[TRY IT]:
Which lines of the data contain the string "black"? Show each of them.

* * *

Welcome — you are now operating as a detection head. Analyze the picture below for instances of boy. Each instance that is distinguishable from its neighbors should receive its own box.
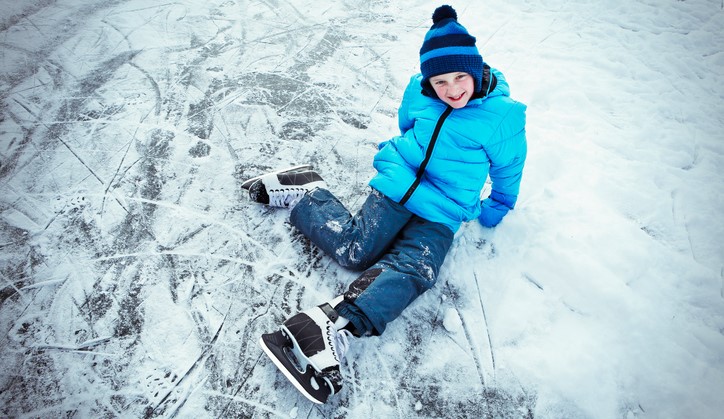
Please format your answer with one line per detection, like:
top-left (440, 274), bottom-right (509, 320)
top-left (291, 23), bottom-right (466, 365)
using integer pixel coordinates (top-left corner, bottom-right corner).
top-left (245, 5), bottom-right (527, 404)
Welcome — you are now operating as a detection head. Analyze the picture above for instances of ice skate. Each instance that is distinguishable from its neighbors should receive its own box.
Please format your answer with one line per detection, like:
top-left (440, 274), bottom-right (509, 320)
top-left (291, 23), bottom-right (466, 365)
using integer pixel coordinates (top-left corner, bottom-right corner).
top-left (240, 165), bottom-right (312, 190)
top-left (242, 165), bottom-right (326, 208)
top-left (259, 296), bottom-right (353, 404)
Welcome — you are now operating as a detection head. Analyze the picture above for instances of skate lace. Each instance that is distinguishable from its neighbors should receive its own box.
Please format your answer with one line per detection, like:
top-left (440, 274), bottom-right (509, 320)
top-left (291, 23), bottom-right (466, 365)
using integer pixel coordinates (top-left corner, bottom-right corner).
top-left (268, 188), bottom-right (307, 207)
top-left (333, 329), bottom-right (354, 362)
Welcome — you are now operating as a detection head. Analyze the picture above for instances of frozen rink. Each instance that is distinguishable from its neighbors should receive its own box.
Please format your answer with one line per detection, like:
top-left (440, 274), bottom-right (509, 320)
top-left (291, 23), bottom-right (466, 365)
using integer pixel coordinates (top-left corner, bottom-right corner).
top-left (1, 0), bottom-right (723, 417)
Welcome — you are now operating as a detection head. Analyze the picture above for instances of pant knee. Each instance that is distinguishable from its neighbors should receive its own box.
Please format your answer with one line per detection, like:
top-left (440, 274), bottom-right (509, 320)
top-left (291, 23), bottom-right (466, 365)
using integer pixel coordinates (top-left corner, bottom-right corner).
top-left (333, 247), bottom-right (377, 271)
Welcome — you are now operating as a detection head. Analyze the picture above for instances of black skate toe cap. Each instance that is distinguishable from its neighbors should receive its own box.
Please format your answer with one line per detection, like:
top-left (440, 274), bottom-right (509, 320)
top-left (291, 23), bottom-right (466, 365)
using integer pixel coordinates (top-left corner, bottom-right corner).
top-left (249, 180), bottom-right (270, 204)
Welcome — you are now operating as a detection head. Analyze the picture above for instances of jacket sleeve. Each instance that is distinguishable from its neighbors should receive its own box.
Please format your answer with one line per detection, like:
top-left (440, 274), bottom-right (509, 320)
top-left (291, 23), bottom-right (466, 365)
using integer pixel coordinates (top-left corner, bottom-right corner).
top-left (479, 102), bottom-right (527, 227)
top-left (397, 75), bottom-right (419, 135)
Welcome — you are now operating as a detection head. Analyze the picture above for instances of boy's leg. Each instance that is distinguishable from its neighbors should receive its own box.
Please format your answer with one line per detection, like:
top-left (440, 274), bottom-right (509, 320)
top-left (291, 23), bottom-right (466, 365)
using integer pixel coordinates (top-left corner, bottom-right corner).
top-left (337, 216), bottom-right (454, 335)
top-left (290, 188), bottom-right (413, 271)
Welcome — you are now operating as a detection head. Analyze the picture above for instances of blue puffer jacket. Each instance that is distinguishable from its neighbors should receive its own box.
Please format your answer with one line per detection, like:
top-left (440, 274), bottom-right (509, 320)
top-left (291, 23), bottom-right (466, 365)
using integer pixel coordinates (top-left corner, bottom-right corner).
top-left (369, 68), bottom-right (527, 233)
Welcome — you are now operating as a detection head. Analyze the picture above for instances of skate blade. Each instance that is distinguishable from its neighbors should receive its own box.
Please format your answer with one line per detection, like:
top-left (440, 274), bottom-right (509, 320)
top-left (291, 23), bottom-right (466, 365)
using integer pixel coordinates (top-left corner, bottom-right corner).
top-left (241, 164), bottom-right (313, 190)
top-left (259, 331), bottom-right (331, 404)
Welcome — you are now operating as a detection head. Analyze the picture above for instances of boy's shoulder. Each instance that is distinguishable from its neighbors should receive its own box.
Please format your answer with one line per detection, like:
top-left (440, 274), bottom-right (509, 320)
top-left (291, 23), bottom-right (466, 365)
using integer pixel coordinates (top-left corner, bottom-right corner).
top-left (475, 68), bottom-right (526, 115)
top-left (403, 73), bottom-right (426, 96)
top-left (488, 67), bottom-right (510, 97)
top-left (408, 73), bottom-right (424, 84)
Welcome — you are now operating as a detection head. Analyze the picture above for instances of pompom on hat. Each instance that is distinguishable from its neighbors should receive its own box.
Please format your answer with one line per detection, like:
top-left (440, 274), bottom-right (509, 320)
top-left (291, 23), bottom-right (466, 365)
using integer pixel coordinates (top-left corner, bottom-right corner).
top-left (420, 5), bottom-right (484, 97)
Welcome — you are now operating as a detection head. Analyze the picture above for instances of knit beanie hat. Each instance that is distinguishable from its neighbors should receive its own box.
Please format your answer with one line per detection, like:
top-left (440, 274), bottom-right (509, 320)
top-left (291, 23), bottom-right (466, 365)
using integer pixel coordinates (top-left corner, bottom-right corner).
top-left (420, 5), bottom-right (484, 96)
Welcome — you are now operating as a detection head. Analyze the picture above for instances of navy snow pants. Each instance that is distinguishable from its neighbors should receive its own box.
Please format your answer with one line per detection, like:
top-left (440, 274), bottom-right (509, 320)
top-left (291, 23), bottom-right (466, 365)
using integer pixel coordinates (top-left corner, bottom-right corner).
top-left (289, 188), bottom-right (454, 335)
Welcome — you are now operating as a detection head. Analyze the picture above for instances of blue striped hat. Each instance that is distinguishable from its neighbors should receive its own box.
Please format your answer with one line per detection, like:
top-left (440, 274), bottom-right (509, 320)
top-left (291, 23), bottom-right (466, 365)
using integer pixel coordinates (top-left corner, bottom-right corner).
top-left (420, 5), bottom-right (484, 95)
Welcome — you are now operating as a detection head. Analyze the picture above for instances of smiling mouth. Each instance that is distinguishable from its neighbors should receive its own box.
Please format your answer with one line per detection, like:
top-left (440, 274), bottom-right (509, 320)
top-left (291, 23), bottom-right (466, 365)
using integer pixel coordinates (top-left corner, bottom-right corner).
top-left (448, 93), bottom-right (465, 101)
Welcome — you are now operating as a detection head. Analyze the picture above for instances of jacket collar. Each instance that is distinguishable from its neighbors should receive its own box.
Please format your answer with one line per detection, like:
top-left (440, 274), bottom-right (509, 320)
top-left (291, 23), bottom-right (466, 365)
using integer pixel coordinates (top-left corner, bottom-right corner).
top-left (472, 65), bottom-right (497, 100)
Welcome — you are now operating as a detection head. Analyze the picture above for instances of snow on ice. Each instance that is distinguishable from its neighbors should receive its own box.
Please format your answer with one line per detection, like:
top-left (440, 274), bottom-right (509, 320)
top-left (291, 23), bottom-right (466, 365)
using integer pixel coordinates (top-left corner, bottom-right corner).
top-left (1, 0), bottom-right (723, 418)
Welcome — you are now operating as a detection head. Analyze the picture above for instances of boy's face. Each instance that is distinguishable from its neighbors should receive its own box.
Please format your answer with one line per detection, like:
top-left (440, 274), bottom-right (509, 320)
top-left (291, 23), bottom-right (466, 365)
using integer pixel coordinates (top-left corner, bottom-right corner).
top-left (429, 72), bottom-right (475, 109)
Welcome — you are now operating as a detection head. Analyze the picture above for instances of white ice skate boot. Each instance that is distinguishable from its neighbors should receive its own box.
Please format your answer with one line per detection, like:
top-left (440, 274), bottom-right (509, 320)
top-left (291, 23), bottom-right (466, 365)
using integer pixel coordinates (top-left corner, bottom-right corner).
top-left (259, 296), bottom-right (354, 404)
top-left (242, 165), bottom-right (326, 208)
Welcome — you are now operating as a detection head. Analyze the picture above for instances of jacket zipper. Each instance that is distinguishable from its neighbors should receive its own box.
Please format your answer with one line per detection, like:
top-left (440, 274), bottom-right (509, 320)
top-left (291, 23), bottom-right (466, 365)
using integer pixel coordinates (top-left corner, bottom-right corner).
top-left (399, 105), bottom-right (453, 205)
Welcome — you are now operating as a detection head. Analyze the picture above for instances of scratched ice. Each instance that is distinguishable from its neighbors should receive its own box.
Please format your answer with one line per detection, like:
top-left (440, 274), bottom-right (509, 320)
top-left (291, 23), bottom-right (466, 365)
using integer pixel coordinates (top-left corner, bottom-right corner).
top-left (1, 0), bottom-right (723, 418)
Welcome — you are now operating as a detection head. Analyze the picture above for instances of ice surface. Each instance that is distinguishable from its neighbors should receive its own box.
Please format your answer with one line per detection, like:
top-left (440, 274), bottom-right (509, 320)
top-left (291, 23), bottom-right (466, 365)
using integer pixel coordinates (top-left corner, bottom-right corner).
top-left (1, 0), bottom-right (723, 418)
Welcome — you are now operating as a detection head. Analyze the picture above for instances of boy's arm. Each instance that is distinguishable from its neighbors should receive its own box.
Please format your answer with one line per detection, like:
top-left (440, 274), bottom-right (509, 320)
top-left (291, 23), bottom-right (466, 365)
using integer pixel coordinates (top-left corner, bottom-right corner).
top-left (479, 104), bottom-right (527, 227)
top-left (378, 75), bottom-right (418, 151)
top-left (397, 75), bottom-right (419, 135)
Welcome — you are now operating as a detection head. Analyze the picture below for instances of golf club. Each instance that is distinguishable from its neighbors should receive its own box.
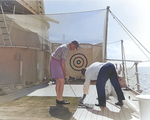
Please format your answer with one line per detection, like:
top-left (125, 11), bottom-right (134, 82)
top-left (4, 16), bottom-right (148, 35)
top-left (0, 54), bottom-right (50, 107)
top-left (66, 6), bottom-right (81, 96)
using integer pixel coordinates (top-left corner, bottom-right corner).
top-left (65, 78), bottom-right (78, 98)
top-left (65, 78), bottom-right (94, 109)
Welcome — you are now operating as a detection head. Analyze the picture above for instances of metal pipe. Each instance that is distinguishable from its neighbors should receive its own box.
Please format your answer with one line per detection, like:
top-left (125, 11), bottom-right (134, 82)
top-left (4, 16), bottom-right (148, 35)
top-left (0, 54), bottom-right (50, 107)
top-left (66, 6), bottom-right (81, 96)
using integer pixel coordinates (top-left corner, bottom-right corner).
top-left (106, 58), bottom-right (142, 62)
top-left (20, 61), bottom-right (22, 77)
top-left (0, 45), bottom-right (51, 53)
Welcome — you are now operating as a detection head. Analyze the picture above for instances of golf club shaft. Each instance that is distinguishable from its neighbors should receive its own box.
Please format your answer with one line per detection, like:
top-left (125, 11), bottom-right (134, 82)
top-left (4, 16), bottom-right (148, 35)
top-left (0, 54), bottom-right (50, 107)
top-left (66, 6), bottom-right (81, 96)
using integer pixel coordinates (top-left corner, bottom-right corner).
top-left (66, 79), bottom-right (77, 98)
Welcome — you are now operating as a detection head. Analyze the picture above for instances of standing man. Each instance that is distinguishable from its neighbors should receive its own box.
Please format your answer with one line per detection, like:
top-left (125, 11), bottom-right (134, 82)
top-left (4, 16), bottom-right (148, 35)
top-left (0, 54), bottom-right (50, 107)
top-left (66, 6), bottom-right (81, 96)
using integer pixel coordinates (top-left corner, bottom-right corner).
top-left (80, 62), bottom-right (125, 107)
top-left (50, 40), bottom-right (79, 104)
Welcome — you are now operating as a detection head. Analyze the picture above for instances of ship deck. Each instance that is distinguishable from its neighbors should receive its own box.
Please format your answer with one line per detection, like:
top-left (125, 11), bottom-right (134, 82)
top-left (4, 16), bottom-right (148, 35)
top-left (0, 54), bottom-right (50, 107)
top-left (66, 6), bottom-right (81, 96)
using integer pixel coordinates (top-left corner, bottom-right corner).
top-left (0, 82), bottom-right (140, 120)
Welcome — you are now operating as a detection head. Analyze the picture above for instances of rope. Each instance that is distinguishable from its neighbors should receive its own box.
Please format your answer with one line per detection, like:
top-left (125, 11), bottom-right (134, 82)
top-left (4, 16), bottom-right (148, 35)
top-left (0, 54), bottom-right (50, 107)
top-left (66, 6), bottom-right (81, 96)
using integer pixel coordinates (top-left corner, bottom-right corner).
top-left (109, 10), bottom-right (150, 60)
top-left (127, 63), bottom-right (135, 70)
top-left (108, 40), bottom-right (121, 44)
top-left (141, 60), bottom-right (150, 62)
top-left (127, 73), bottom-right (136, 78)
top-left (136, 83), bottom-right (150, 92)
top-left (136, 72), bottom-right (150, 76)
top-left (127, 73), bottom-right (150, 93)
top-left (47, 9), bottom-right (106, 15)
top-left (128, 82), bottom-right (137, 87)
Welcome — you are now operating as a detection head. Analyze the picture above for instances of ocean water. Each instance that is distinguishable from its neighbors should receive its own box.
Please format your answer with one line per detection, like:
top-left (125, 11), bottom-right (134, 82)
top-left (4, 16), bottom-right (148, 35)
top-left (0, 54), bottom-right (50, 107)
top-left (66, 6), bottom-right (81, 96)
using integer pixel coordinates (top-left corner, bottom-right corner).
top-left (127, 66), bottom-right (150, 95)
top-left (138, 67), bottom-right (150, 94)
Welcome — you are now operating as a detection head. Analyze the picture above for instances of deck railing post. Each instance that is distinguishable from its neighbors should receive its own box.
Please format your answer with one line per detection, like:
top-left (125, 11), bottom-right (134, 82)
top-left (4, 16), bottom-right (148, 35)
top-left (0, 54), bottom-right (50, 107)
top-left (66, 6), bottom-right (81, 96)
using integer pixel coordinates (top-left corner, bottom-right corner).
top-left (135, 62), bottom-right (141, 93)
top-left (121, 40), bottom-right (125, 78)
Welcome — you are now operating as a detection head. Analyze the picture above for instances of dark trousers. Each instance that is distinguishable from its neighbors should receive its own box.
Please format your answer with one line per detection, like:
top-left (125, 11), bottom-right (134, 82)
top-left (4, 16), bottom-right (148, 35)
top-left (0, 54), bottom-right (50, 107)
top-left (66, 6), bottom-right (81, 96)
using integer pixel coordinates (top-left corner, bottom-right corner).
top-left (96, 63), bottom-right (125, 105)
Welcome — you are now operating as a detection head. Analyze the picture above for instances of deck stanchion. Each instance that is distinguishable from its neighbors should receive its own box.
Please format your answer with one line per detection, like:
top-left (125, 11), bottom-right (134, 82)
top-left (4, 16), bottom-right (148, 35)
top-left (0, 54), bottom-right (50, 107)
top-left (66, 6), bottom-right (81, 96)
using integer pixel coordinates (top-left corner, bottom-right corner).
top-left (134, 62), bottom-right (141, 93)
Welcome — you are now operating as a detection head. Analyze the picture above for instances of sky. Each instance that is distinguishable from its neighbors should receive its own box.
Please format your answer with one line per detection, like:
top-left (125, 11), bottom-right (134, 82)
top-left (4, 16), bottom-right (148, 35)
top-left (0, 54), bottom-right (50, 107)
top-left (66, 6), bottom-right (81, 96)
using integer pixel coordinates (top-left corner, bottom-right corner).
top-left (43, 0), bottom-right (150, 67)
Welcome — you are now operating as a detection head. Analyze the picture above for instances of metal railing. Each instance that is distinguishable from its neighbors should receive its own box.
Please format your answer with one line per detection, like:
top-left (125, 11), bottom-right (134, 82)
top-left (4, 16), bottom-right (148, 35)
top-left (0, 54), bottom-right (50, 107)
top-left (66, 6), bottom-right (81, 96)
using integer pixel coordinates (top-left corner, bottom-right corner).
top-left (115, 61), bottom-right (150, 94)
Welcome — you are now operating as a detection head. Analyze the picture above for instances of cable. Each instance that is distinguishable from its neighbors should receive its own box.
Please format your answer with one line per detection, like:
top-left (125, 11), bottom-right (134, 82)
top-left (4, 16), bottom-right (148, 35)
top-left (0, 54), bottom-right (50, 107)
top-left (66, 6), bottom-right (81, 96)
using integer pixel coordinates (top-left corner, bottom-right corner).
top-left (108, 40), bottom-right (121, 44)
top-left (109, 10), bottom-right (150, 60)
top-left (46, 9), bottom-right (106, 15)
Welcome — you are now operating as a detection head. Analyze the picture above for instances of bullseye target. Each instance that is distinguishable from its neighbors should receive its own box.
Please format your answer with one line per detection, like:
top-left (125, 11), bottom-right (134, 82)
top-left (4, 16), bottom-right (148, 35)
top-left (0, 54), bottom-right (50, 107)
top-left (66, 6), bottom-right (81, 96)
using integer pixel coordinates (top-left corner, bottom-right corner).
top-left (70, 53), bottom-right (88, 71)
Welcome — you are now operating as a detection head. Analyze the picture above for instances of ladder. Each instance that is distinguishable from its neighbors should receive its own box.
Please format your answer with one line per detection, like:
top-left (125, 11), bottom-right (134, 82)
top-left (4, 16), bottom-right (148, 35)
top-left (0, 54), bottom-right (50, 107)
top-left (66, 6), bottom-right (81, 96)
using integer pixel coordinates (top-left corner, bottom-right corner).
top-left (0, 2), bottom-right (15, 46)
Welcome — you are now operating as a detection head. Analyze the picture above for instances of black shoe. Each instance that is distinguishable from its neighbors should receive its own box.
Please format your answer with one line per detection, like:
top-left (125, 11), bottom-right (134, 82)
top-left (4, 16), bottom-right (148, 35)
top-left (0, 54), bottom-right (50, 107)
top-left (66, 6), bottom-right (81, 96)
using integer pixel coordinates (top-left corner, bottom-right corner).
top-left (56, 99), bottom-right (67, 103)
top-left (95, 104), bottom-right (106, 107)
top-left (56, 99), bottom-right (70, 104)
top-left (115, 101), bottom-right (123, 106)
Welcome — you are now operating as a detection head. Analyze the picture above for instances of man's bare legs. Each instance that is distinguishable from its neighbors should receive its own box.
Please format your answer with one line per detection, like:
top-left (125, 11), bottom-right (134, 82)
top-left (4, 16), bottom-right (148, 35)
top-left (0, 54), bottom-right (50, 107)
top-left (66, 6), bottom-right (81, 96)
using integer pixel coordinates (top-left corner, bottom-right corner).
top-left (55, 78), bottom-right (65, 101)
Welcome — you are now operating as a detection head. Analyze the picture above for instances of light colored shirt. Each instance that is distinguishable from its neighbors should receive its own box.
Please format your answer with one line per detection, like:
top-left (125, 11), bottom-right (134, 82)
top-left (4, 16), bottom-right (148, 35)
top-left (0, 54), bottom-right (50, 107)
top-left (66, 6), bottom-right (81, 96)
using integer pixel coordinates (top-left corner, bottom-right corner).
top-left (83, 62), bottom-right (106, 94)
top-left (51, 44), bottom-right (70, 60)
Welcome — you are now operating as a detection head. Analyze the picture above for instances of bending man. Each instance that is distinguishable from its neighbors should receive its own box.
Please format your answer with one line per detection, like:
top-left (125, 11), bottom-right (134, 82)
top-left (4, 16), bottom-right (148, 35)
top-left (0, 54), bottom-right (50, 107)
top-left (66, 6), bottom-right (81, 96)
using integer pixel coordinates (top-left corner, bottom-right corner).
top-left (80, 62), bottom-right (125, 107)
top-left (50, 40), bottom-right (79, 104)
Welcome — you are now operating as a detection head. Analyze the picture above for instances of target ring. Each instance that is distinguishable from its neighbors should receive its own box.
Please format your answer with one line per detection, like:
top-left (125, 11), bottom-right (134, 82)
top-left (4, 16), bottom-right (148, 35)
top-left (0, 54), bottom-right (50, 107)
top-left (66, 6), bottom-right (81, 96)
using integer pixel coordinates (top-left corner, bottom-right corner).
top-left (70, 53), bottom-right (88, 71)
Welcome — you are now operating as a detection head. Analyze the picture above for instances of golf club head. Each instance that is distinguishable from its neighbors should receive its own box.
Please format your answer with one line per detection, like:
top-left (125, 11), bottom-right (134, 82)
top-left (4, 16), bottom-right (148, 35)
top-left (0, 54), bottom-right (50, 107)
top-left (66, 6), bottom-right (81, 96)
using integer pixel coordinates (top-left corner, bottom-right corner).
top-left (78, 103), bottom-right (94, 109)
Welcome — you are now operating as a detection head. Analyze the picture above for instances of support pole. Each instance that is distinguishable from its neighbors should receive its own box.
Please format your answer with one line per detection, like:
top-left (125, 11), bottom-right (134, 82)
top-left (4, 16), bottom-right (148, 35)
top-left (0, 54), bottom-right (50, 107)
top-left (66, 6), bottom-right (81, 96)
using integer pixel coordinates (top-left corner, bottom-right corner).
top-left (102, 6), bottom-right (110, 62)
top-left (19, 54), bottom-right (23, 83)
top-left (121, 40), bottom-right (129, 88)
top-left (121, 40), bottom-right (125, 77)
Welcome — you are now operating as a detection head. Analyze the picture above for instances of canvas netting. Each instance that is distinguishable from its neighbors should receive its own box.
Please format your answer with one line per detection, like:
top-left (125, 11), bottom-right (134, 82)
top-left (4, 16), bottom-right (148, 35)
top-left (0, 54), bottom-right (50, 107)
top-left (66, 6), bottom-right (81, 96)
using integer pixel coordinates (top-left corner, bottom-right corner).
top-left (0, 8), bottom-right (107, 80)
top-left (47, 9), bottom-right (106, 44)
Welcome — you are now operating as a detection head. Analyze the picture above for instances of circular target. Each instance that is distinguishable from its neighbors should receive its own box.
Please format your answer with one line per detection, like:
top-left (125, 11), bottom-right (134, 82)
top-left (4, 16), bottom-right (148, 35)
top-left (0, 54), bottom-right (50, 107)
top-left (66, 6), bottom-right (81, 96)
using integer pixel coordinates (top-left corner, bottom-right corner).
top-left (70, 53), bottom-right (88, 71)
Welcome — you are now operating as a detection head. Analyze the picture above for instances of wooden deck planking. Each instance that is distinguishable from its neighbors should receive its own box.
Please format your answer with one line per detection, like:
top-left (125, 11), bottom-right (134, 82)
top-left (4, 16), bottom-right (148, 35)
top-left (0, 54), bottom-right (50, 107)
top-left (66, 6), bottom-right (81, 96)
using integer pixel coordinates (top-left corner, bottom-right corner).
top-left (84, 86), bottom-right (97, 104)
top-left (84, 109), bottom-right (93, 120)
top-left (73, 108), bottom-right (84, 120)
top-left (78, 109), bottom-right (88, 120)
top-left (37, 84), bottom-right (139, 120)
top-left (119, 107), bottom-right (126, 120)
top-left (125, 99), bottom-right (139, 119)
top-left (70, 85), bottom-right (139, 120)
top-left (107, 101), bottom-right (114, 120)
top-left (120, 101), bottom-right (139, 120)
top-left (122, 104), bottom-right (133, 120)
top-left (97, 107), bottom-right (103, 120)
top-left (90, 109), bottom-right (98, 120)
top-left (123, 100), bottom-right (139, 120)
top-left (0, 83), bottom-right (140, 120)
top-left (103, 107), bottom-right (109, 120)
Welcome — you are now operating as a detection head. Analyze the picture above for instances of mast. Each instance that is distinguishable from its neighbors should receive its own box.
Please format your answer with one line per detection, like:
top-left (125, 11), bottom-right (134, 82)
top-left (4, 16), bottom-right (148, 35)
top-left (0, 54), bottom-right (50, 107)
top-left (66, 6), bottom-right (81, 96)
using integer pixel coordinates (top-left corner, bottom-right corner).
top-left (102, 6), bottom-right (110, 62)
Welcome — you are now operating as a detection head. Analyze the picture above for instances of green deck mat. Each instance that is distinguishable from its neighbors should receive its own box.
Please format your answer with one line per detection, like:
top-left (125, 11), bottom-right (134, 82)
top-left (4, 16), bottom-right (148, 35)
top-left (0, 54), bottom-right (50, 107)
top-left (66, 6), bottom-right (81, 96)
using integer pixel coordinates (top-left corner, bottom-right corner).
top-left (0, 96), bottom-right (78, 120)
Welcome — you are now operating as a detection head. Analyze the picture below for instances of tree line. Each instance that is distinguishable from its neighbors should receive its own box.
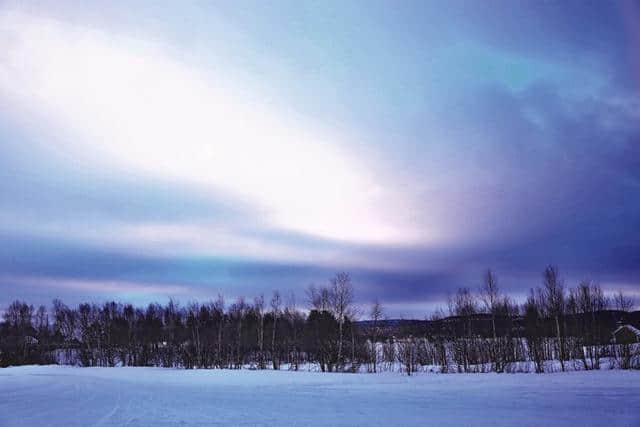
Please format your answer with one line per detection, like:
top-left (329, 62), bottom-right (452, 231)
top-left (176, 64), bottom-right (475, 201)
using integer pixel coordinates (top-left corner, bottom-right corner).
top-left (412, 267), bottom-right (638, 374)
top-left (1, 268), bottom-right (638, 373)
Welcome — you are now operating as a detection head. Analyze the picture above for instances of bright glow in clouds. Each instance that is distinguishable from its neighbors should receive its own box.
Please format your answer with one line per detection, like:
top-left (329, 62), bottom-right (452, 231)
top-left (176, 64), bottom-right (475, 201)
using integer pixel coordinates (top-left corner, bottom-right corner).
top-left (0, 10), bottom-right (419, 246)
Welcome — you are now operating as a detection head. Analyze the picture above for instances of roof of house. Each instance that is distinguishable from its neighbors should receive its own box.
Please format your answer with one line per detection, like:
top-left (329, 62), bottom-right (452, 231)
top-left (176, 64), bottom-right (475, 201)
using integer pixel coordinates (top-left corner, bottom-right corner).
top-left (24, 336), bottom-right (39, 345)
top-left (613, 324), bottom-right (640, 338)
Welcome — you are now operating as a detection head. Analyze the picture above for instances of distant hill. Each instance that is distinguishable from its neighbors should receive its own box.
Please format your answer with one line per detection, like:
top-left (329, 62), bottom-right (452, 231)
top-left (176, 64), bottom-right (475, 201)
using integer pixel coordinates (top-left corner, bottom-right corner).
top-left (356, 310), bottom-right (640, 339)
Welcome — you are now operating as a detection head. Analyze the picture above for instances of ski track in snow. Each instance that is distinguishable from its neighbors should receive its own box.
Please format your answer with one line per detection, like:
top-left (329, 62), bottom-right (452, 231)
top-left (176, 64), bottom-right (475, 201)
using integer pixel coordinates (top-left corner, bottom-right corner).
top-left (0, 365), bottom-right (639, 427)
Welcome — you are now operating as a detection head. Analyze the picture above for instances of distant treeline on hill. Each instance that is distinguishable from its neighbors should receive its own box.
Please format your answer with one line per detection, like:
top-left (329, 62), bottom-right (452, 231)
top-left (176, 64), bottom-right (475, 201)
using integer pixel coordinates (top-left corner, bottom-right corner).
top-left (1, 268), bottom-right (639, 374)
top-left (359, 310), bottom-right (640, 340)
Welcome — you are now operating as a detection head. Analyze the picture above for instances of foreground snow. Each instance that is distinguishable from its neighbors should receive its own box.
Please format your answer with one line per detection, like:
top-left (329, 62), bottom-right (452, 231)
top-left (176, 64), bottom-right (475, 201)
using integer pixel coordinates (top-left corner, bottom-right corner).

* * *

[TASK SOLUTION]:
Welcome — you are now operating as a detection head. Analyze the picture above for instances of black skate toe cap. Each instance that is distinguishable from its neighbors should receive its own box.
Welcome — you are now operating as a detection head. Analyze the picture above for instances of black shoe. Each instance that is distinguishable from its neighbors should receive its own box.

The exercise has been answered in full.